▸ Pointing dataset listing
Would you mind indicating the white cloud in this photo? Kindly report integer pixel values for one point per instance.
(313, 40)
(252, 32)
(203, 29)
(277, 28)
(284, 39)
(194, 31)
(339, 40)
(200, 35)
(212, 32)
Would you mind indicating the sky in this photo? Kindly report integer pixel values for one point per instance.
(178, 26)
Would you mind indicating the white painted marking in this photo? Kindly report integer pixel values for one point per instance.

==

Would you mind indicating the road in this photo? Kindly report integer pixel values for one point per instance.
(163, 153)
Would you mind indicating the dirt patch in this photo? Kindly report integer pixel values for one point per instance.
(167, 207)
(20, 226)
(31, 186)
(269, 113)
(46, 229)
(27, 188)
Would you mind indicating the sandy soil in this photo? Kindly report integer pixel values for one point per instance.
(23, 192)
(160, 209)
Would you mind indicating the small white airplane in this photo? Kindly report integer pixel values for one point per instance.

...

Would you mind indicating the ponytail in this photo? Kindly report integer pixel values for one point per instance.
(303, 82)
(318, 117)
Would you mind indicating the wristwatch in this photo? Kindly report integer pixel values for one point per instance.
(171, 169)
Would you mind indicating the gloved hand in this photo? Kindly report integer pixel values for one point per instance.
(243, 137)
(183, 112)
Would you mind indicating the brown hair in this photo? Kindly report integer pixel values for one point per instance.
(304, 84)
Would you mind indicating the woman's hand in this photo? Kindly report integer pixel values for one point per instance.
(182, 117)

▸ Brief
Update the listing from the line with "Would you mind indicating the road" to the line with "Would you mind indicating the small", replacing "dirt patch" with "mud patch" and keeping everything else unchanged. Return only those lines.

▸ Result for this task
Would you mind indicating the road in this photo? Kindly report integer pixel values for one point per instance.
(163, 153)
Would you mind indicating the mud patch in this photo? Kindly report integer pixel values for one point per instance.
(167, 207)
(20, 226)
(31, 186)
(269, 113)
(46, 229)
(27, 188)
Would you mind indicating the sandy soil in this photo? Kindly report integer pixel values for one point per instance.
(23, 192)
(160, 209)
Would you mind indicating the small white airplane in this photo? Kindly report integer pixel values for one point per instance.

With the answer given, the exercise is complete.